[Set exercise A]
Answer these questions about the robotics interview:
(i) Which company acquired Kiva Systems, and for how much?
(ii) In which city is the office of The Boston Consulting Group where Massimo Russo works?
(iii) Within how many years is innovation in how things are extracted, made, and distributed expected to appear?
....
He also cofounded Kiva Systems, which was acquired by Amazon.com in May 2012 for $775 million with the hope of using the company’s orange robots to move items around warehouses, get products to consumers faster, and lower costs. Robots have reportedly been deployed in Amazon warehouses around the country.

Massimo Russo, a senior partner and managing director in the Boston office of The Boston Consulting Group and the regional leader of the Technology Advantage practice in North America, recently spoke with D’Andrea about the future of robotics. 

Edited excerpts from their conversation follow.

You’ve developed some amazing robots that play soccer and ping-pong. What novel potential uses for business and society do you see for robots in the future, and where are we liable to see robots next?

In the short term, the biggest impact is going to be from how we make things—how we extract things from the ground (mining, agriculture), how we make things (manufacturing), and how we distribute them. We’re going to see a lot of that innovation find its way into these sorts of realms in the next three to five years.

I still think we’re a ways away from the general-purpose robot in your home that’s going to do your bed, do the dishes, and so on. But I think we will also see in the medium-to-long term an infiltration of automation and robotics in the home.

A lot of your research has been around learning systems and learning robots. Do you see applications of learning algorithms for products such as the driverless car?

One of the biggest advantages of learning and adaptation is that it allows you to create powerful systems that are inexpensive to make. If you try to make a very precise robot, it costs a lot of money. If, however, you relax that requirement to make a machine that right off the bat is high performance, and let it learn and adapt tobecome high performance, it becomes economically viable to deploy such a machine. I think learning and adaptation will have a huge impact on how we make machines.
....
[Set exercise B] Can you copy the records from their first line up to and including the line with "<point>203,342</point>", leaving the pictures out?

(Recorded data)
....
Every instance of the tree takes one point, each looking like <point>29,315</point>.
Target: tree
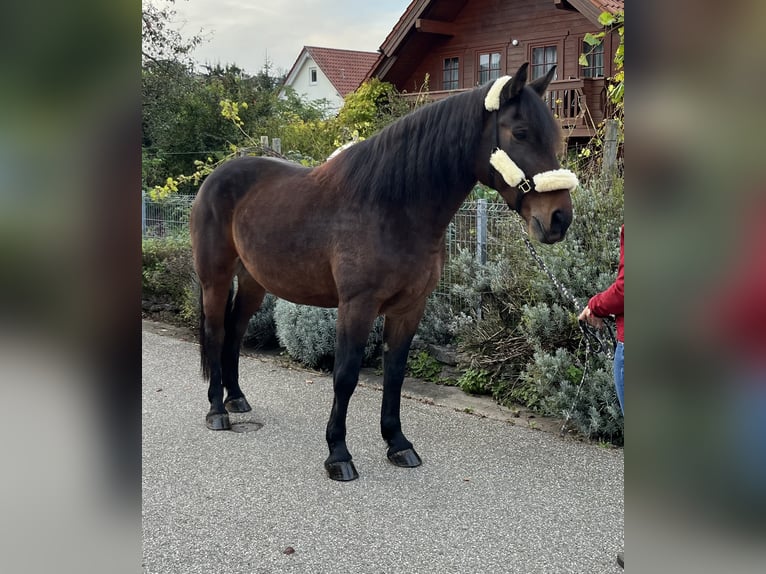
<point>160,42</point>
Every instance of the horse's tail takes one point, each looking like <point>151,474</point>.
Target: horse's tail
<point>203,342</point>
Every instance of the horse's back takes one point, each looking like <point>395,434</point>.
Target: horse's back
<point>233,180</point>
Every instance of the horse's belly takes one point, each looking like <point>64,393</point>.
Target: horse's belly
<point>306,282</point>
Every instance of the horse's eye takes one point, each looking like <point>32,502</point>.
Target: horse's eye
<point>519,133</point>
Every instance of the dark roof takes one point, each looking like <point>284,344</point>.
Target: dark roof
<point>346,69</point>
<point>591,9</point>
<point>447,11</point>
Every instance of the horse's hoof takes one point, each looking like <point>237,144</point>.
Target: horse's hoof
<point>406,458</point>
<point>342,470</point>
<point>217,421</point>
<point>239,405</point>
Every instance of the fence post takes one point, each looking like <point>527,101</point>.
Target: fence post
<point>143,213</point>
<point>481,242</point>
<point>481,231</point>
<point>610,149</point>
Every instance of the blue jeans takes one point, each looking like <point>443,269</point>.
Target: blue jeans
<point>619,374</point>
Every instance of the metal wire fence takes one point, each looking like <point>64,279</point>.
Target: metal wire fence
<point>478,226</point>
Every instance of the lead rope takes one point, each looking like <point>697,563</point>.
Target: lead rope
<point>590,335</point>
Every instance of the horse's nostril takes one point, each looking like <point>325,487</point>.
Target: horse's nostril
<point>560,220</point>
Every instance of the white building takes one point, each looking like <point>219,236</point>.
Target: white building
<point>327,73</point>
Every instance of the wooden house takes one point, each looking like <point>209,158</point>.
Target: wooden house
<point>330,74</point>
<point>459,44</point>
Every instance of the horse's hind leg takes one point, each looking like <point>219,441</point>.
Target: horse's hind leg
<point>398,332</point>
<point>216,299</point>
<point>247,301</point>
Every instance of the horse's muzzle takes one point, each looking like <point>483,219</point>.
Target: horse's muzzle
<point>555,231</point>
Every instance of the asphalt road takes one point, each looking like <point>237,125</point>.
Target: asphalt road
<point>490,497</point>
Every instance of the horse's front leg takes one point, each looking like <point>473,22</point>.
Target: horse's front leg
<point>352,330</point>
<point>398,332</point>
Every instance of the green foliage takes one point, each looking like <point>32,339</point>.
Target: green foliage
<point>374,105</point>
<point>167,277</point>
<point>527,335</point>
<point>475,381</point>
<point>616,85</point>
<point>423,366</point>
<point>308,334</point>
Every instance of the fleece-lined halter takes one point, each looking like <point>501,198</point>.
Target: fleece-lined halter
<point>512,173</point>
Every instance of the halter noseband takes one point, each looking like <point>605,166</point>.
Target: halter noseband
<point>511,173</point>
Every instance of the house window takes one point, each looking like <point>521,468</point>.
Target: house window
<point>489,67</point>
<point>450,75</point>
<point>543,58</point>
<point>595,57</point>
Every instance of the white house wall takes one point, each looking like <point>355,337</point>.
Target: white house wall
<point>322,89</point>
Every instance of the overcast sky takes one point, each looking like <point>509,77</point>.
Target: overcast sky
<point>246,32</point>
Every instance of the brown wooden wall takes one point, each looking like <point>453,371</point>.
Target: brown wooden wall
<point>491,25</point>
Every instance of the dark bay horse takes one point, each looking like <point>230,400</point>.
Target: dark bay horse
<point>365,232</point>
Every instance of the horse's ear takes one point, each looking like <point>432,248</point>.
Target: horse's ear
<point>517,83</point>
<point>541,84</point>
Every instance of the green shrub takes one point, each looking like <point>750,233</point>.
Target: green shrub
<point>421,365</point>
<point>527,333</point>
<point>475,381</point>
<point>308,334</point>
<point>167,278</point>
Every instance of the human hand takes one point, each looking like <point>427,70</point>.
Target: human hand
<point>588,316</point>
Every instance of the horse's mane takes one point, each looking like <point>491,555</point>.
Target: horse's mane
<point>419,157</point>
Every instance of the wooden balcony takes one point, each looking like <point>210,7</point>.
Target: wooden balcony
<point>579,104</point>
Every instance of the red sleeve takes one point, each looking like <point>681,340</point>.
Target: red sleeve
<point>612,300</point>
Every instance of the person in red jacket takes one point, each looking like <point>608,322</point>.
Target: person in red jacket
<point>611,301</point>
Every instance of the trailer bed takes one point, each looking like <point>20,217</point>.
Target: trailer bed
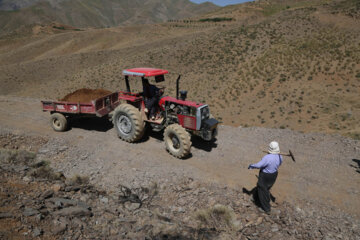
<point>99,107</point>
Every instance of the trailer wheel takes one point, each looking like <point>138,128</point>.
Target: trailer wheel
<point>128,123</point>
<point>177,140</point>
<point>58,122</point>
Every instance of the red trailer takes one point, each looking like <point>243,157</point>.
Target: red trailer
<point>61,112</point>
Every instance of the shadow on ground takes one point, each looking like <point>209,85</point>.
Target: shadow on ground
<point>357,167</point>
<point>92,123</point>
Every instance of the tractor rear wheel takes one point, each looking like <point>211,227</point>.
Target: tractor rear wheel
<point>128,123</point>
<point>58,122</point>
<point>177,140</point>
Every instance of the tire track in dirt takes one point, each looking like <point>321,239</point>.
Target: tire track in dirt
<point>322,172</point>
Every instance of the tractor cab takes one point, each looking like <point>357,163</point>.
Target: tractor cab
<point>139,99</point>
<point>178,117</point>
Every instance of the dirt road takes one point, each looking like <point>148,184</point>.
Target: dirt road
<point>325,171</point>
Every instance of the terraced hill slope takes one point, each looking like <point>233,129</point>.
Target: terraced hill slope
<point>95,13</point>
<point>280,64</point>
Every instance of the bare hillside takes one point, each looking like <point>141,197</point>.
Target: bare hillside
<point>93,13</point>
<point>282,64</point>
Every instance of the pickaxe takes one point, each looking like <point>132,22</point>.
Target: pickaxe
<point>290,154</point>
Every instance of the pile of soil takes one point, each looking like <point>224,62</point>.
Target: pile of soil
<point>85,95</point>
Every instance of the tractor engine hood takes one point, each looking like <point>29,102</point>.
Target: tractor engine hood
<point>178,101</point>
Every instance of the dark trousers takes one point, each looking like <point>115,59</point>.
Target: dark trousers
<point>265,182</point>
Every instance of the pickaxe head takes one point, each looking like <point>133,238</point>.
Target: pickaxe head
<point>291,155</point>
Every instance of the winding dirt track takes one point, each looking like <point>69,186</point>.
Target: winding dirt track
<point>324,172</point>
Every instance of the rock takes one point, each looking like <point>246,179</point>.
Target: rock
<point>28,212</point>
<point>59,229</point>
<point>73,211</point>
<point>259,221</point>
<point>37,232</point>
<point>47,194</point>
<point>72,188</point>
<point>63,202</point>
<point>56,187</point>
<point>132,206</point>
<point>84,205</point>
<point>26,179</point>
<point>6,215</point>
<point>104,200</point>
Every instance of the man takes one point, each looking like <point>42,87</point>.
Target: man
<point>268,166</point>
<point>151,94</point>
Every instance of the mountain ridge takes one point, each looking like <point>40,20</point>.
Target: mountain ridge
<point>95,13</point>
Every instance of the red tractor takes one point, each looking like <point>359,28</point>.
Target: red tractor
<point>179,118</point>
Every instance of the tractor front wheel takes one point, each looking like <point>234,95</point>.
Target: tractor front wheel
<point>58,122</point>
<point>128,123</point>
<point>177,140</point>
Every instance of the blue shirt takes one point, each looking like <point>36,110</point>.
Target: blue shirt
<point>269,163</point>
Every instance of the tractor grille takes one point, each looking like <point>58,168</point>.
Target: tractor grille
<point>205,113</point>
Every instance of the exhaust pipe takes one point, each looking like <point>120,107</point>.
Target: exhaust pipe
<point>177,86</point>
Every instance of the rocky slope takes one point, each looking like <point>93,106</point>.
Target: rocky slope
<point>37,201</point>
<point>271,64</point>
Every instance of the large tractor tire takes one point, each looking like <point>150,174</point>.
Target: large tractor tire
<point>128,123</point>
<point>58,122</point>
<point>177,140</point>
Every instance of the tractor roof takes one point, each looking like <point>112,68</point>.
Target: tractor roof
<point>144,72</point>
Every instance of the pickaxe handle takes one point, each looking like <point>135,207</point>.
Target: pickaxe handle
<point>290,154</point>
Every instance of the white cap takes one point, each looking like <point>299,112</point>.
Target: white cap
<point>274,148</point>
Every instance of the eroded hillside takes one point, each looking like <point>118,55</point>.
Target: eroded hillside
<point>273,64</point>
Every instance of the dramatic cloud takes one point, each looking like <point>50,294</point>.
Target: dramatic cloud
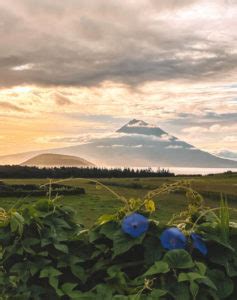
<point>11,107</point>
<point>78,68</point>
<point>61,100</point>
<point>132,42</point>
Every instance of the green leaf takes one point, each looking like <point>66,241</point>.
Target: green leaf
<point>194,289</point>
<point>223,284</point>
<point>49,271</point>
<point>157,268</point>
<point>79,272</point>
<point>153,250</point>
<point>61,247</point>
<point>179,259</point>
<point>109,229</point>
<point>201,267</point>
<point>191,276</point>
<point>122,242</point>
<point>106,218</point>
<point>156,294</point>
<point>68,287</point>
<point>53,281</point>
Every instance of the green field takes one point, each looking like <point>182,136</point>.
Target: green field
<point>98,201</point>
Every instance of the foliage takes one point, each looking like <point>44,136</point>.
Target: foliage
<point>45,254</point>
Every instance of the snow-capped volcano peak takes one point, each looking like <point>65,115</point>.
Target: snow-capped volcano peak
<point>140,127</point>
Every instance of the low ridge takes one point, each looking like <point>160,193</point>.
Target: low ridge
<point>56,160</point>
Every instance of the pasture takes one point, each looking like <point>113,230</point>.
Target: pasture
<point>96,202</point>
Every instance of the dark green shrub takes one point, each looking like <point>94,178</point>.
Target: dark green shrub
<point>46,255</point>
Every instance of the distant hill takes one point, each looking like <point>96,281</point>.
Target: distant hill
<point>227,154</point>
<point>56,160</point>
<point>136,144</point>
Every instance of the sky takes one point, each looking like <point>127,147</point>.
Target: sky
<point>76,69</point>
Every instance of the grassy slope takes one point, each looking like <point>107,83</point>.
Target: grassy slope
<point>97,202</point>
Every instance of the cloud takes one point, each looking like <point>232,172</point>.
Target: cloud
<point>126,42</point>
<point>11,107</point>
<point>61,100</point>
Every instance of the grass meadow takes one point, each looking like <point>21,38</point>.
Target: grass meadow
<point>99,201</point>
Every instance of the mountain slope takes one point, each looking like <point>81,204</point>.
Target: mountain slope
<point>56,160</point>
<point>139,144</point>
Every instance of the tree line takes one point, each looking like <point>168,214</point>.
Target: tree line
<point>67,172</point>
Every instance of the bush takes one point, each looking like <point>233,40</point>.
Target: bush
<point>45,254</point>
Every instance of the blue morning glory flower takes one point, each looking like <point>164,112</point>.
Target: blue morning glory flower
<point>173,238</point>
<point>198,243</point>
<point>135,225</point>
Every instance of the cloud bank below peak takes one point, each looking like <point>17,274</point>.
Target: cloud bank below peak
<point>130,43</point>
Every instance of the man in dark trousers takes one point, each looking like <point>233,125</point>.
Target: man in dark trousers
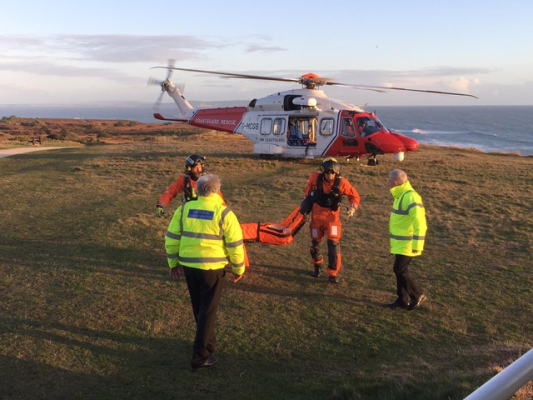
<point>203,237</point>
<point>407,229</point>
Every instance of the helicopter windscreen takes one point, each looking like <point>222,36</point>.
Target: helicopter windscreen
<point>368,126</point>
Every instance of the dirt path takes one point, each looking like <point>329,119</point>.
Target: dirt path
<point>22,150</point>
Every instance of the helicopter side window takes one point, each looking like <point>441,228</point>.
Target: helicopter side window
<point>367,126</point>
<point>326,126</point>
<point>311,130</point>
<point>279,126</point>
<point>266,126</point>
<point>347,127</point>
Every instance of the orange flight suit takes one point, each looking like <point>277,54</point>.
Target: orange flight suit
<point>325,221</point>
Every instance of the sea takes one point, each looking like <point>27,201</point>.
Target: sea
<point>507,129</point>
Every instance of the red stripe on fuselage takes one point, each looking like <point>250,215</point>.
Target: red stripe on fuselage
<point>220,119</point>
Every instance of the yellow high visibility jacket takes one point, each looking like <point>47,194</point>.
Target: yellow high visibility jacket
<point>407,225</point>
<point>205,234</point>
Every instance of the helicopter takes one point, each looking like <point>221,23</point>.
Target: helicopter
<point>297,123</point>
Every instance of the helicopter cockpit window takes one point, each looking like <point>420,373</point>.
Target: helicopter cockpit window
<point>348,128</point>
<point>301,131</point>
<point>266,126</point>
<point>279,126</point>
<point>367,126</point>
<point>326,126</point>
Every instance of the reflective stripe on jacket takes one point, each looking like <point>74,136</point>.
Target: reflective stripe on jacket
<point>205,234</point>
<point>407,225</point>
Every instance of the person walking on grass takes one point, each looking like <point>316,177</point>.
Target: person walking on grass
<point>203,237</point>
<point>325,190</point>
<point>407,231</point>
<point>186,184</point>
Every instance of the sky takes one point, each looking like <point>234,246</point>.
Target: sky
<point>59,52</point>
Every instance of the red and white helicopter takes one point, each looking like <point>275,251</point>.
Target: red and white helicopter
<point>298,123</point>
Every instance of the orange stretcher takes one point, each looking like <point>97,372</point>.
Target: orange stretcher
<point>272,233</point>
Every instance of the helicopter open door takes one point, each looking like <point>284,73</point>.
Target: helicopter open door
<point>302,131</point>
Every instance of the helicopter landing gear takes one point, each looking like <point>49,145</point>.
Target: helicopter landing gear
<point>372,160</point>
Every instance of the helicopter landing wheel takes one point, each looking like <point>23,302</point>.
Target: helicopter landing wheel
<point>373,161</point>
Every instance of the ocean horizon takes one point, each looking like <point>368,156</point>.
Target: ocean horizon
<point>507,129</point>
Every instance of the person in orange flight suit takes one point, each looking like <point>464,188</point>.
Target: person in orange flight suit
<point>325,189</point>
<point>186,184</point>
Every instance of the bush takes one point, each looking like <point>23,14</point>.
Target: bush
<point>65,135</point>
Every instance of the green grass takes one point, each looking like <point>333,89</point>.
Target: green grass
<point>87,309</point>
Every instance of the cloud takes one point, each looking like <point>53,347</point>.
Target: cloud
<point>112,48</point>
<point>267,49</point>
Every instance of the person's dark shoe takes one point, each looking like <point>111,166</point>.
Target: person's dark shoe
<point>397,304</point>
<point>417,302</point>
<point>317,264</point>
<point>207,364</point>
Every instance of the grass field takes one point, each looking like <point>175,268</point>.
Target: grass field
<point>87,309</point>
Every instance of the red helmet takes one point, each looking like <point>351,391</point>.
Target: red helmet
<point>330,164</point>
<point>193,160</point>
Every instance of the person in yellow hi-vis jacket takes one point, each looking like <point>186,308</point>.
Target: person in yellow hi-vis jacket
<point>203,237</point>
<point>407,231</point>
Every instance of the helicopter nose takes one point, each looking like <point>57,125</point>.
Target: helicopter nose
<point>408,143</point>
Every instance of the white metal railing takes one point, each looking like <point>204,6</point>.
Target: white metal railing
<point>507,382</point>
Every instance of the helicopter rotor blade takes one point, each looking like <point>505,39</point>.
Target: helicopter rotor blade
<point>231,74</point>
<point>312,81</point>
<point>385,88</point>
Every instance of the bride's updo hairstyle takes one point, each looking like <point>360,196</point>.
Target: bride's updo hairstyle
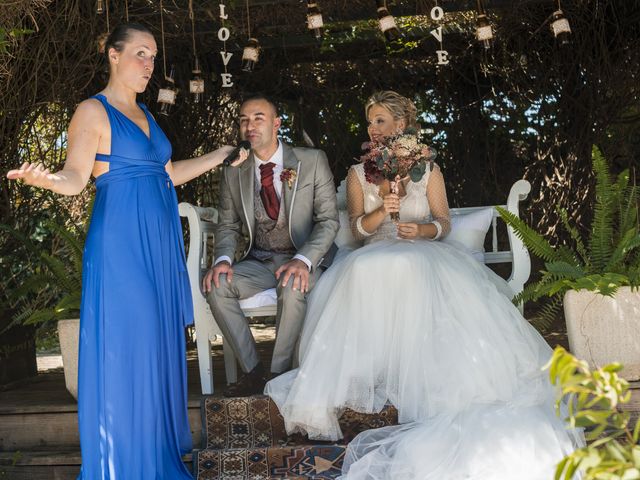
<point>401,108</point>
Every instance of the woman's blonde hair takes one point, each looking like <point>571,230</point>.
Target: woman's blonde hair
<point>401,108</point>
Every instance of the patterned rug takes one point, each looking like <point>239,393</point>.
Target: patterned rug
<point>246,439</point>
<point>255,422</point>
<point>311,462</point>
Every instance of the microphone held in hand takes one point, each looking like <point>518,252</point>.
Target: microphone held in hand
<point>243,145</point>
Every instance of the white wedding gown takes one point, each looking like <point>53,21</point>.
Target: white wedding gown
<point>423,326</point>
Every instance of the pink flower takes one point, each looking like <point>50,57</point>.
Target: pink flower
<point>288,176</point>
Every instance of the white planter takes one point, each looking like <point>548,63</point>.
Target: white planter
<point>603,330</point>
<point>69,335</point>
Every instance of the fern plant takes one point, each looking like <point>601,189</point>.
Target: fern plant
<point>595,400</point>
<point>52,291</point>
<point>605,261</point>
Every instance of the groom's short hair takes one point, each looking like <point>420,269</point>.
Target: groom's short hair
<point>261,96</point>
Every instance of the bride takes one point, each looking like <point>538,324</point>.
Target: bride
<point>419,324</point>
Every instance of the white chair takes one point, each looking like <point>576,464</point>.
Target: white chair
<point>202,223</point>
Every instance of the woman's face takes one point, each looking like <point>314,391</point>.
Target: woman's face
<point>133,66</point>
<point>382,123</point>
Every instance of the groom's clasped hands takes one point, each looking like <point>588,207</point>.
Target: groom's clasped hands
<point>293,268</point>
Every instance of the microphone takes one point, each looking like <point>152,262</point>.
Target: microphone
<point>243,145</point>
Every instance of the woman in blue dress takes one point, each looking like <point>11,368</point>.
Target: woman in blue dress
<point>136,301</point>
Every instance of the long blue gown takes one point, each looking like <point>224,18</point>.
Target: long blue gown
<point>136,302</point>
....
[Response A]
(i) Amazon.com acquired it for $775 million.
(ii) Boston.
(iii) Three to five years.

[Response B]
Every instance of the tree takes one point, each looking like <point>29,315</point>.
Target: tree
<point>160,42</point>
Every instance of the horse's tail takes one point, each looking like <point>151,474</point>.
Target: horse's tail
<point>203,342</point>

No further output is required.